→ Exercise instructions:
Copy the entries from the very beginning up to and including the line with "pixel 200 164". Leave the pictures out of your copy.
** Begin Dataset extract **
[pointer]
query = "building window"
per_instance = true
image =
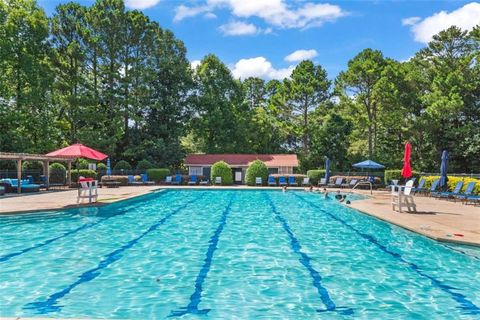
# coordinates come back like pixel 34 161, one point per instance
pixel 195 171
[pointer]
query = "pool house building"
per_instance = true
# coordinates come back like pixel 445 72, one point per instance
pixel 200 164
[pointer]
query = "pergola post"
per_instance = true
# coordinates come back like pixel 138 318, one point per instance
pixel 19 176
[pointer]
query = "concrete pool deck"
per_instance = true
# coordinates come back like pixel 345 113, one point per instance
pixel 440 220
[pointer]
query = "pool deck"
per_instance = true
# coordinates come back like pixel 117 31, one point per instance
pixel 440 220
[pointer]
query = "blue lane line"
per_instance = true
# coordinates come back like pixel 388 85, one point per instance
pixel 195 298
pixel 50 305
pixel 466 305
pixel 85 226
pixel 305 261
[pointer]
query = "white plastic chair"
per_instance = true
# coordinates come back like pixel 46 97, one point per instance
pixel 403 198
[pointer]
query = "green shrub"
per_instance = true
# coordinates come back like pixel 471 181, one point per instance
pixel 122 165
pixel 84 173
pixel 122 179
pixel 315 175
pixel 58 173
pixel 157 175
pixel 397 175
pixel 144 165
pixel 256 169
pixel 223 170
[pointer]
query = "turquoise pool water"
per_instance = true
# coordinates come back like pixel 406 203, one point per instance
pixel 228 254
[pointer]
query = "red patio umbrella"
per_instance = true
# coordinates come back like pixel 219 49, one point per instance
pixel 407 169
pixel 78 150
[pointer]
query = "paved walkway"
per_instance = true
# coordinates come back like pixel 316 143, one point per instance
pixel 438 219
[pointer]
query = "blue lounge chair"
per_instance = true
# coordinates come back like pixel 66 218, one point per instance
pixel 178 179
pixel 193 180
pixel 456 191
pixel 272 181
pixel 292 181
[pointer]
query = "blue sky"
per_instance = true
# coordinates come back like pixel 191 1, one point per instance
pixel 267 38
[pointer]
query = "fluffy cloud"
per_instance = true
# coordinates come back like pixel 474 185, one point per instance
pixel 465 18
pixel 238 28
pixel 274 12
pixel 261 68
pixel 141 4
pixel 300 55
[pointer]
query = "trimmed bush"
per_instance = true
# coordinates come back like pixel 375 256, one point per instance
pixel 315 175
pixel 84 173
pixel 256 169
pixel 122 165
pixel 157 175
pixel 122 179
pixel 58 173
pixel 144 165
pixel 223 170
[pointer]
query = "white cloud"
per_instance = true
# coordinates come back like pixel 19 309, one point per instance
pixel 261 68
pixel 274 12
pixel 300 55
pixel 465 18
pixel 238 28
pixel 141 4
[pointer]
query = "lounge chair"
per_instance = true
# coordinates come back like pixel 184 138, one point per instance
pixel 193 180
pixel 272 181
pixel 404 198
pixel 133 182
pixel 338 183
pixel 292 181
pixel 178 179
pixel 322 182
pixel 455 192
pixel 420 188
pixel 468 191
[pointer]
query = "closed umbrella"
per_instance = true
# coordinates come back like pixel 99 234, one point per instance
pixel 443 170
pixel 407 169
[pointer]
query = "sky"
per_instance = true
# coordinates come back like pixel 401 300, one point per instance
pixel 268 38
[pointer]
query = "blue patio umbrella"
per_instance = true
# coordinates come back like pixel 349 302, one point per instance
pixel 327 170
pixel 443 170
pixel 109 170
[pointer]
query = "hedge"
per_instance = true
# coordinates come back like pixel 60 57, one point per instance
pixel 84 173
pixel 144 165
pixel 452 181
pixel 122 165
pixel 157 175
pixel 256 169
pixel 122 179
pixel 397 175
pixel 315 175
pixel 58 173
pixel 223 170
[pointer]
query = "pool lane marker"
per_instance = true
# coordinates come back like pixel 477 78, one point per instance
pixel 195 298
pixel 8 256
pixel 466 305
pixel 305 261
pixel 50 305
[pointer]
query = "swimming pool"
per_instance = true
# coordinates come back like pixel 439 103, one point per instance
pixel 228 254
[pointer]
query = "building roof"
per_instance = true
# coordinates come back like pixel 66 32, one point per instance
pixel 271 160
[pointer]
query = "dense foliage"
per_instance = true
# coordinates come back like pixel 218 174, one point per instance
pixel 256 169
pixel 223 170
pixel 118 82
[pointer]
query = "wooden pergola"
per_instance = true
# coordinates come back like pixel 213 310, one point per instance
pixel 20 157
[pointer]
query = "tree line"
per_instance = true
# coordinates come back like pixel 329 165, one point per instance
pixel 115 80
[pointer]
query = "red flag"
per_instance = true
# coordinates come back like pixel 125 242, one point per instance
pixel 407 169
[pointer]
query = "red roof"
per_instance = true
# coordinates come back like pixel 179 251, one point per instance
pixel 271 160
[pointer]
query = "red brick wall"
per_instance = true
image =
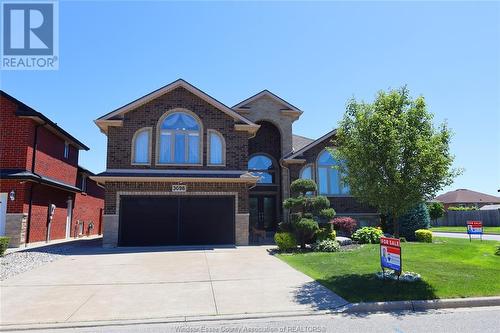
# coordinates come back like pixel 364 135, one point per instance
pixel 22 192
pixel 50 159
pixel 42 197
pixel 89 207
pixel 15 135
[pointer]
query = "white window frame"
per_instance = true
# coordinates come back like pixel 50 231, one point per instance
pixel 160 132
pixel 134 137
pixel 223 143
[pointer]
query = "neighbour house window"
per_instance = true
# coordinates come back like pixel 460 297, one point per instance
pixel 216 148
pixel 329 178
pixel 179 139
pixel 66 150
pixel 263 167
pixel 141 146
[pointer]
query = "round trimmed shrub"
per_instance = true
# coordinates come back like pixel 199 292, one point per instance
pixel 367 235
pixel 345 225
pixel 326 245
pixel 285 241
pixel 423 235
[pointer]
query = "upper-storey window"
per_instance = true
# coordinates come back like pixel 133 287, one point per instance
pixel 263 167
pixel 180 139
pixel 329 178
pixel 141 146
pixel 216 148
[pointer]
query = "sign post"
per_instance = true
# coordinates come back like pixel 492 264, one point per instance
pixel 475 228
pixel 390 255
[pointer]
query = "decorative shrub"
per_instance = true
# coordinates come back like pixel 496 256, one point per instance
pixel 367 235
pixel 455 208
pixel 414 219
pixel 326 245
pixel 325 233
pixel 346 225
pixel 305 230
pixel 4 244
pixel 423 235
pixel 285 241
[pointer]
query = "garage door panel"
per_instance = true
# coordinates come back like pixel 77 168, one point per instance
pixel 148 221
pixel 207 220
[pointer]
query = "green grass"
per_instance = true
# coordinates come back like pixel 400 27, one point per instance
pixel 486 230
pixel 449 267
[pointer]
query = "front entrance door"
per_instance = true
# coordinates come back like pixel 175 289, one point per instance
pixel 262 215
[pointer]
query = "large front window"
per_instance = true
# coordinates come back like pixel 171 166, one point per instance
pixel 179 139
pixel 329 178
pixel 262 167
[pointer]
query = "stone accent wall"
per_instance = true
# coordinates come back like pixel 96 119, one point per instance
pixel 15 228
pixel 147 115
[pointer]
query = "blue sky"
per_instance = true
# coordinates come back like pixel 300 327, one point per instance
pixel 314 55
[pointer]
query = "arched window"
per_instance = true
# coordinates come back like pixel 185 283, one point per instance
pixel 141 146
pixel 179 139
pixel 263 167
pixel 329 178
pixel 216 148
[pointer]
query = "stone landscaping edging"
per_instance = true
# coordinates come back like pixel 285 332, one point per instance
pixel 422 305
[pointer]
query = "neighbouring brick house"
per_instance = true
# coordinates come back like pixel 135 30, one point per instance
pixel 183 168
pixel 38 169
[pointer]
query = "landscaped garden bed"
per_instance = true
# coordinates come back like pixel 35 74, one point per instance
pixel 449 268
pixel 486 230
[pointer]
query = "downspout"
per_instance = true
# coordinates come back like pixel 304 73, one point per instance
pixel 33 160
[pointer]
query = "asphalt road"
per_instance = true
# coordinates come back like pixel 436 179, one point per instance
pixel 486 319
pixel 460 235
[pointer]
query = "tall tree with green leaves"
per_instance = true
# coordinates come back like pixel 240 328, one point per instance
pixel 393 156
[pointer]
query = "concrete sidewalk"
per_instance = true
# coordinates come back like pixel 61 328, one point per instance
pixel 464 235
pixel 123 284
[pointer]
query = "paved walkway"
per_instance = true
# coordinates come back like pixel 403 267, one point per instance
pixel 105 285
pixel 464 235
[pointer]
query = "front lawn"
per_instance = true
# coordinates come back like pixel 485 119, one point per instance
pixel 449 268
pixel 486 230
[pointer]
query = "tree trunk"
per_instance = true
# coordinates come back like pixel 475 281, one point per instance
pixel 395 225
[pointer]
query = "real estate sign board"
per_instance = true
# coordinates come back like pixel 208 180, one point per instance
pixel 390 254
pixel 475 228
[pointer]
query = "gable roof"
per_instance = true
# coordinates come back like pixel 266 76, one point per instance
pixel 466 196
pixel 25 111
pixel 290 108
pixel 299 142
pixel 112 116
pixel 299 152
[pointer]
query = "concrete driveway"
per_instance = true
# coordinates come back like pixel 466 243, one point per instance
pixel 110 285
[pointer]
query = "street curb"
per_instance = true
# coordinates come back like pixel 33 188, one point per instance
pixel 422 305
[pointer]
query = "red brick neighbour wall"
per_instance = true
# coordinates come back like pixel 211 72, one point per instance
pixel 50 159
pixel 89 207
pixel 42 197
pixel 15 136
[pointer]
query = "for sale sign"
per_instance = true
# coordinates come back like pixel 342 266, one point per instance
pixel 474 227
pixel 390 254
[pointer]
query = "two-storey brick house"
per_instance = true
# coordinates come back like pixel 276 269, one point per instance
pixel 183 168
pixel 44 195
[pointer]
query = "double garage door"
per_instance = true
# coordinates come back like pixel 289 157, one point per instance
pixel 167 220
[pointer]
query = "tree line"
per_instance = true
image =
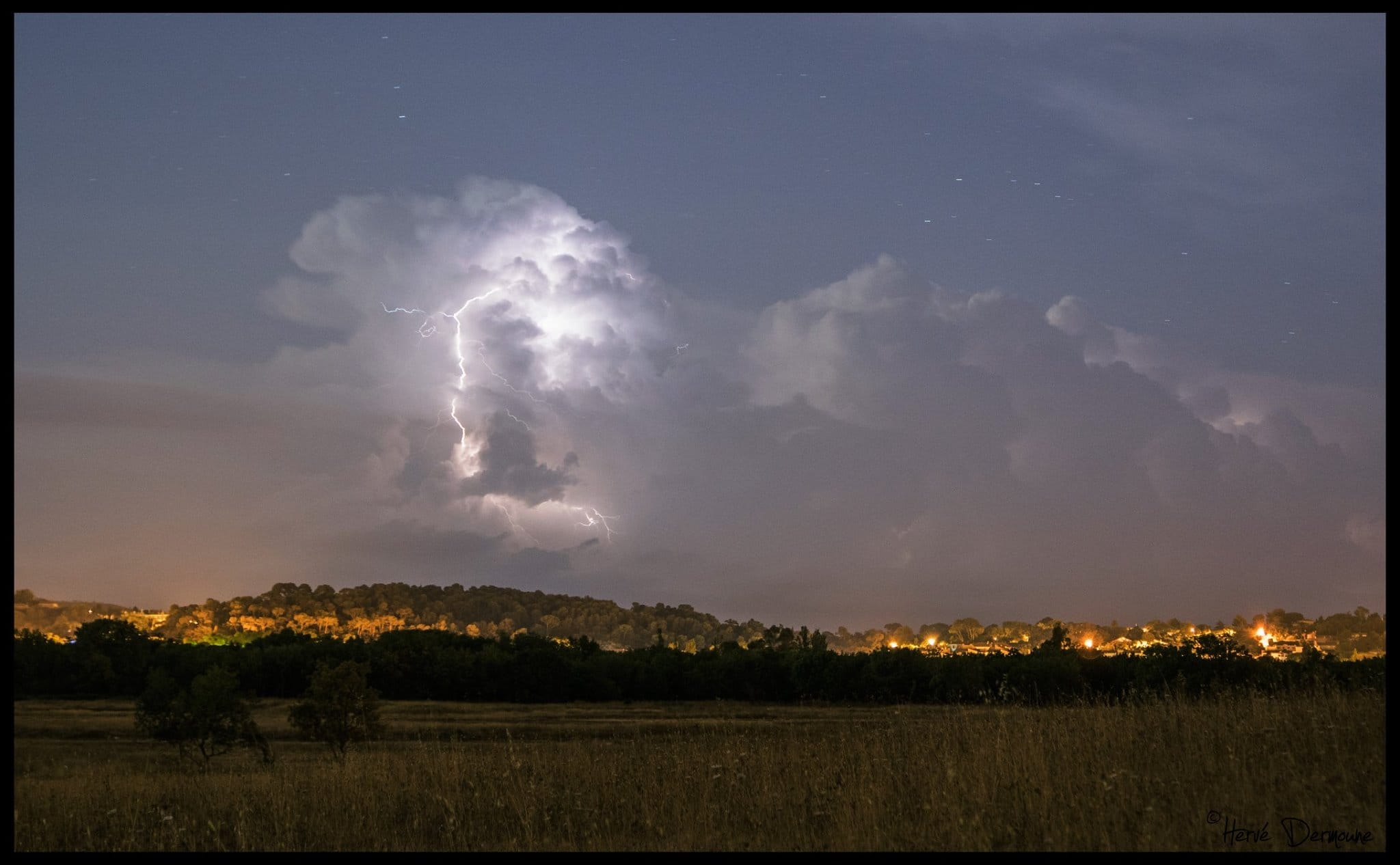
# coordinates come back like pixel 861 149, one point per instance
** End Dataset extract **
→ Solution for this exercise:
[pointer]
query = "building window"
per_instance = true
image =
# coordinates come back like pixel 34 161, one point per instance
pixel 195 171
[pointer]
query = "pool house building"
per_instance = true
# coordinates come back like pixel 445 72, one point per instance
pixel 200 164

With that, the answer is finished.